* _DIRECTIVE_
Rewrite the material below as a numbered list, leaving out any blank lines.
######
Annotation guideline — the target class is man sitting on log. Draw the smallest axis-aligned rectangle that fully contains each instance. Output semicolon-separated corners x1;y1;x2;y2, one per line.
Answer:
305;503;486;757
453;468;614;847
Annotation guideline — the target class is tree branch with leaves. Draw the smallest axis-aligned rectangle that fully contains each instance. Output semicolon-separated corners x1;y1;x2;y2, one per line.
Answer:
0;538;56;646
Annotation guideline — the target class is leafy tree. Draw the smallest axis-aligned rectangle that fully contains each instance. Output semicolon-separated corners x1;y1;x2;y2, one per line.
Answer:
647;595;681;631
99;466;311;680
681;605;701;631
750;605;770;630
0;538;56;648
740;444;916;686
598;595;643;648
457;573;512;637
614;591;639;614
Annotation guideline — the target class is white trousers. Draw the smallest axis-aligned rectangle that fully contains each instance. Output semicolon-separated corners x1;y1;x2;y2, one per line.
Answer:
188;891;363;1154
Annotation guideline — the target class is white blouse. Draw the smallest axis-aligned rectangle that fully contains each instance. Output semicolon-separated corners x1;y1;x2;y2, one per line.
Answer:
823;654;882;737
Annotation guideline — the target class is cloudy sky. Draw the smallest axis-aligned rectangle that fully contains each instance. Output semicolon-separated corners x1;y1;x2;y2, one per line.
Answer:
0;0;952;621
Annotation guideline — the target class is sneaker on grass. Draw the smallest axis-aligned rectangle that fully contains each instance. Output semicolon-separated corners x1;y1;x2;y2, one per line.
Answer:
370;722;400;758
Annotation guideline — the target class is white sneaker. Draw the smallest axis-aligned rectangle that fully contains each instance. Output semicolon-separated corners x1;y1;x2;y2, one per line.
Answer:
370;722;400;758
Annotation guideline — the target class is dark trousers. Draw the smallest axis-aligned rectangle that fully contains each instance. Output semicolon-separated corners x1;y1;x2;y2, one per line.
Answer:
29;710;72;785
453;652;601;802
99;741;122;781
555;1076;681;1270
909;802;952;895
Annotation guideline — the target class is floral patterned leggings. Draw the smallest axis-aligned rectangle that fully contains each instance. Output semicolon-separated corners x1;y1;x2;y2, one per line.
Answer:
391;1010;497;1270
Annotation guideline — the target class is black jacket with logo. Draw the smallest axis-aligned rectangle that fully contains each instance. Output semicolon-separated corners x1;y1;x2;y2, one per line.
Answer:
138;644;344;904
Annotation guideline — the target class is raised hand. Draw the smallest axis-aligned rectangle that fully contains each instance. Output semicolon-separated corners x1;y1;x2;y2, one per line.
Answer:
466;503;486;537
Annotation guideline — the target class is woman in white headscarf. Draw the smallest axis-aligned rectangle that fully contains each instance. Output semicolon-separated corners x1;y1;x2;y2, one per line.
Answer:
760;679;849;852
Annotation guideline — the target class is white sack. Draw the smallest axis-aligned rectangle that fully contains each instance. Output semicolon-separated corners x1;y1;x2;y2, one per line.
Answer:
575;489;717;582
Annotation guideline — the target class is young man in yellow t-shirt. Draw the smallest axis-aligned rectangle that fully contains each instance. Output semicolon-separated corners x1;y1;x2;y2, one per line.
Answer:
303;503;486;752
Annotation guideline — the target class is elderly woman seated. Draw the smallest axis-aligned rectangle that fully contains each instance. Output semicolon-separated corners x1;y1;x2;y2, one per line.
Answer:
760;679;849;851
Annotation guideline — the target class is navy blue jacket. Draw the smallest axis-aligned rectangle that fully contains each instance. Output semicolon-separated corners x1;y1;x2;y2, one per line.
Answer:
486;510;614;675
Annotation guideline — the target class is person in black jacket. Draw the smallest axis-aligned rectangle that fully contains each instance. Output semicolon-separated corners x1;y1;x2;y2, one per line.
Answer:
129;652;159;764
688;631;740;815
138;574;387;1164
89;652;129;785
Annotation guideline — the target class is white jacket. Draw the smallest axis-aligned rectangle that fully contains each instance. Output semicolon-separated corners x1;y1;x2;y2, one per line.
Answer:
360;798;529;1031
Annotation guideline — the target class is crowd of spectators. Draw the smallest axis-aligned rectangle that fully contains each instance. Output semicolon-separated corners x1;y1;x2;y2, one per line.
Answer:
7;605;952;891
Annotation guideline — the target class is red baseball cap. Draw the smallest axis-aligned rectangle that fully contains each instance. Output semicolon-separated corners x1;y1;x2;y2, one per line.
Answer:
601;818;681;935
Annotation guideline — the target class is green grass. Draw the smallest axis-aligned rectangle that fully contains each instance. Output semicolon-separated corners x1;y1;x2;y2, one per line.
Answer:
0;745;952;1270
######
* _COMPLETE ANSWER_
1. Annotation guideline — the target class is man sitting on log. Draw the smallest axis-aligned rectangle that fully contains each instance. Output semicolon-separated corners x1;y1;x2;y2, one per line.
2. Answer:
3. 305;503;486;757
4. 453;468;614;847
5. Annotation guideline — the target class is tree branch with leaves. Draw the smallest axis-aligned rectangle that fully contains each instance. Output semicolon-separated corners x1;y1;x2;y2, one per line.
6. Answer:
7. 0;538;56;646
8. Annotation guideline — the target class is leafy tree. Draw the smallest axis-aligned rectangle that fully contains each instance. Output semicolon-separated corners x1;y1;x2;y2, one per line.
9. Answer:
10. 647;595;681;631
11. 99;466;311;680
12. 681;605;701;631
13. 750;605;770;630
14. 0;538;56;648
15. 740;444;916;686
16. 598;595;643;648
17. 457;573;512;637
18. 614;591;639;614
19. Annotation guideline — the target class is white trousers. Draw the smallest axis-aligned rectangle that fully contains each instance. Output semicolon-separated corners x1;y1;x2;y2, one per line.
20. Answer:
21. 188;891;363;1154
22. Annotation guideline — the target class is white blouse. Draw the smallest axis-aligned rectangle that fully contains each instance. Output semicolon-separated corners x1;y1;x2;y2, one per line.
23. Answer:
24. 823;654;882;737
25. Annotation guideline — the target class is cloudy sky. Draw the smallest axis-aligned rectangle that fully contains each instance. Output semicolon-separated corners x1;y1;x2;y2, one per line.
26. Answer:
27. 0;0;952;621
28. Annotation guideline — the target class is sneaker on grass. Draw the smallest axis-aligned rectangle that fully contains each instance. Output semicolon-separated corners x1;y1;x2;y2, one per line.
29. Answer:
30. 370;722;400;758
31. Annotation guideline — the target class is white sneaker. Draw the smallest axis-aligned rectangle that fully contains each instance. Output semicolon-separated corners x1;y1;x2;y2, one per line.
32. Answer:
33. 370;722;400;758
34. Annotation guideline — the target class is dark trousers. Draw the smallest axis-aligned rectangle that fully contains each instance. Output semicolon-separated corners x1;y1;x2;y2, one per line.
35. Answer:
36. 29;710;72;785
37. 453;652;601;802
38. 99;741;122;781
39. 555;1076;681;1270
40. 909;802;952;895
41. Annotation guideline — the target class is floral patterned leggings. Draw the smallest axis-aligned rectangle that fully contains each instance. Output semicolon-separated corners x1;y1;x2;y2, one per line.
42. Answer:
43. 391;1010;497;1270
44. Annotation guideline — the target class is black jacket with logo. Draw the smallest axis-aligned rectangle that fully contains each instance. Output semicolon-separated corners x1;y1;x2;y2, one per line.
45. Answer:
46. 138;644;344;904
47. Annotation guideline — the target class is raised hand. Draw the smallest axis-aligned rectangle that fully contains each instance. Output semicolon-separated corners x1;y1;x2;y2, one per line.
48. Answer:
49. 466;503;486;537
50. Annotation guideline — the target class is woman in white headscarf. Draw the smallest axis-aligned rectangle that fully contains each instance. Output semicolon-separated corners x1;y1;x2;y2, one per line.
51. Answer:
52. 760;679;849;852
53. Annotation guideline — the target class is white sack. Draw the smallest axis-aligned rectangle that fully contains each instance. Output semicolon-separated corners x1;y1;x2;y2, one per line.
54. Answer:
55. 575;489;717;582
56. Annotation guideline — the target class is young man in yellow t-shirt. Draw the smallest axis-aligned rectangle that fully contains each instance. Output semicolon-separated corners x1;y1;x2;y2, one per line.
57. Answer:
58. 303;503;486;752
59. Annotation guideline — the target class is elderly woman seated. Draw the smallest axis-aligned rectangle that fully contains each instance. Output semicolon-separated corners x1;y1;x2;y2, one per line.
60. Answer:
61. 760;679;849;851
62. Annotation guideline — the target class is navy blue jacket. Draw the smallest axis-aligned rectangle that fully contains each instance. Output semicolon-separated corners x1;y1;x2;y2, one per line.
63. Answer:
64. 486;510;614;675
65. Annotation guideline — the target class is person in black jacket. Draw the smallest axis-aligned rectangle that fully contains each instance. Output semicolon-separated corners x1;y1;x2;y2, one per line.
66. Answer:
67. 129;652;159;764
68. 688;631;740;815
69. 138;574;387;1164
70. 89;652;129;785
71. Annotation guideline — the target class is white jacket. Draw the smallest axis-aligned rectangle that fully contains each instance. Output semicolon-separated corners x1;y1;x2;y2, one per line.
72. Answer:
73. 360;798;529;1031
74. Annotation guideline — the target class is crowd of spectators. Draw the smallest axis-aligned rectangle that fully contains each instance. Output semicolon-separated corners x1;y1;x2;y2, one per line.
75. Answer:
76. 7;605;952;891
77. Annotation guideline — the target class is red baseball cap. Draw the smallest axis-aligned rectangle that fully contains each instance. Output semicolon-separated corners x1;y1;x2;y2, one per line.
78. Answer:
79. 601;818;681;935
80. Annotation guideline — the target class is green grass. Draw the smallest axis-aligned rectangle that fully contains each instance. Output semicolon-separated corners x1;y1;x2;y2, one per line.
81. Answer:
82. 0;745;952;1270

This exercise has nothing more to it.